STATED PROBLEM 1:
Using the 2017 Grand National text, answer these:
(a) Who trained One For Arthur?
(b) Which channel broadcast the race live on television for the first time?
(c) How many entries were received for the race?
STATED PROBLEM 2: Retype the 2017 Grand National text from "The race was" to "at odds of .".

TEXT EXCERPT:
▶

2017 Grand National
- Location: Aintree Racecourse
- Date: 8 April 2017
- Winning horse: One For Arthur
- Starting price: 14/1
- Jockey: Derek Fox
- Trainer: Lucinda Russell
- Owner: Two Golf Widows
- Conditions: Good to soft

= 2017 Grand National =

English steeplechase horse race

The 2017 Grand National (officially known as the 2017 Randox Health Grand National for sponsorship reasons) was the 170th official running of the Grand National horse race at Aintree Racecourse near Liverpool, England. The showpiece steeplechase over a distance of 4 mi 514 yd took place on 8 April 2017, the final day of a three-day meeting. A maximum field of 40 runners competed for a share of a prize fund of £1 million.

Randox Health is the new sponsor of the main race and the festival itself for the next five years. It was broadcast live on television by ITV for the first time. There was live radio coverage by BBC Radio, which has held the radio rights since 1927, and by Talksport, which covered the main race live for the fourth time.

The race was won by One For Arthur, only the second horse trained in Scotland to win the Grand National (the other being Rubstic in 1979). One For Arthur was ridden by Derek Fox and trained by Lucinda Russell, and was sent off at odds of .

==Race card==

A total of 110 entries were received for consideration in the 2017 Grand National and were announced on 1 February 2017. Among the early favourites were Don Poli, who won three Grade 1 races in the 2015–16 season, and 2016 National runner-up The Last Samuri. The 2015 winner, Many Clouds, who was also among the ante-post favourites, died of a pulmonary haemorrhage shortly before the entries were announced.

◀

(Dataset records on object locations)
▶

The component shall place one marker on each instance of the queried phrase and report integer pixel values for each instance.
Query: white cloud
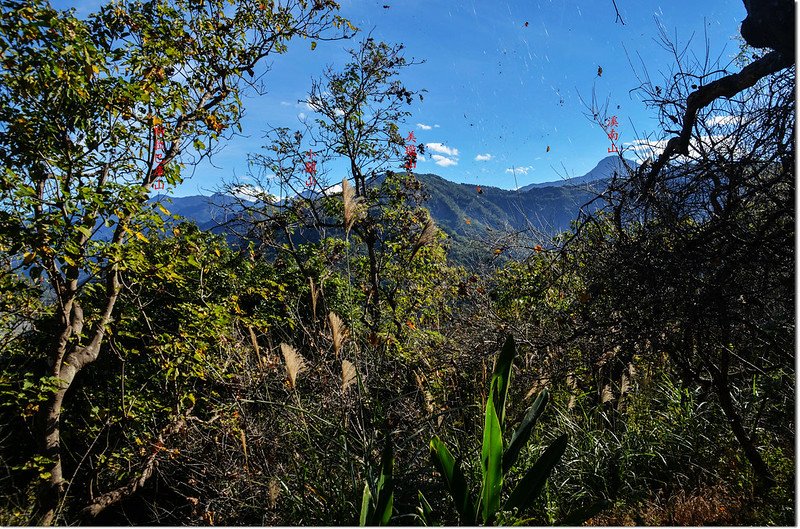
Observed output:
(444, 161)
(253, 193)
(520, 170)
(441, 149)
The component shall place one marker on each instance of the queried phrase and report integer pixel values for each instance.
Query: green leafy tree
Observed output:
(92, 113)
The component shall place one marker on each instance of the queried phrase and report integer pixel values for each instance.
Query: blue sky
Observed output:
(503, 80)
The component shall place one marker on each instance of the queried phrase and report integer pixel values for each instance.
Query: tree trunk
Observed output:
(765, 480)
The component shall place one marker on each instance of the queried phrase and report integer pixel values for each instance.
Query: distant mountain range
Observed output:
(604, 170)
(466, 212)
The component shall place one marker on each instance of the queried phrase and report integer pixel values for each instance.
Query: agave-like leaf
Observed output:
(491, 460)
(532, 483)
(501, 378)
(523, 432)
(454, 479)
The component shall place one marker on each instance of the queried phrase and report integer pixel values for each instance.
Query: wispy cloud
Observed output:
(721, 120)
(441, 149)
(520, 170)
(646, 147)
(444, 161)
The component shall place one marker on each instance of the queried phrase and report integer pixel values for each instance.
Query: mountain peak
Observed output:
(604, 170)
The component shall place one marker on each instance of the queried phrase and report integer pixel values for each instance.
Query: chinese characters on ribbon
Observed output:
(311, 169)
(613, 135)
(411, 152)
(158, 134)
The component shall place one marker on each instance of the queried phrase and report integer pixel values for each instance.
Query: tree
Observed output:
(92, 113)
(694, 256)
(393, 249)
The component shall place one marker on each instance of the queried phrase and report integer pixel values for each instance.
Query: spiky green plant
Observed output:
(377, 504)
(498, 458)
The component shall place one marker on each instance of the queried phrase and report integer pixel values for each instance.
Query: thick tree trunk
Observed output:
(68, 357)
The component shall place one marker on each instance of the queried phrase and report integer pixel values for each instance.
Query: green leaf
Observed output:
(532, 483)
(454, 479)
(501, 377)
(491, 461)
(365, 501)
(523, 432)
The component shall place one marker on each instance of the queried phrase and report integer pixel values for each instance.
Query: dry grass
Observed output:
(709, 506)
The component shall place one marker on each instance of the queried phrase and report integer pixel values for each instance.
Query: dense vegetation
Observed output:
(337, 367)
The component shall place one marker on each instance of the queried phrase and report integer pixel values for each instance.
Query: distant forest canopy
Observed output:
(400, 349)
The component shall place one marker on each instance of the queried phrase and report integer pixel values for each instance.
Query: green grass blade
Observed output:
(523, 433)
(532, 483)
(501, 378)
(365, 499)
(424, 510)
(454, 479)
(385, 489)
(491, 461)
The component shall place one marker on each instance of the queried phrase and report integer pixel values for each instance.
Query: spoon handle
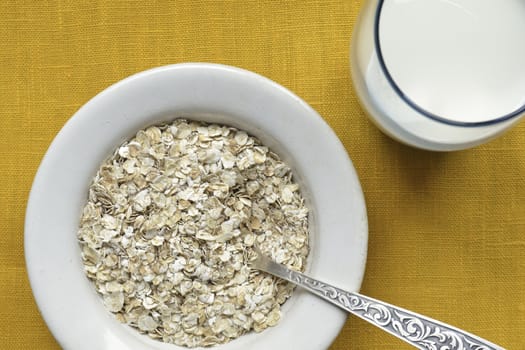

◀

CORRECT OUTPUT 1:
(a) Lucinda Russell
(b) ITV
(c) 110

CORRECT OUTPUT 2:
The race was won by One For Arthur, only the second horse trained in Scotland to win the Grand National (the other being Rubstic in 1979). One For Arthur was ridden by Derek Fox and trained by Lucinda Russell, and was sent off at odds of .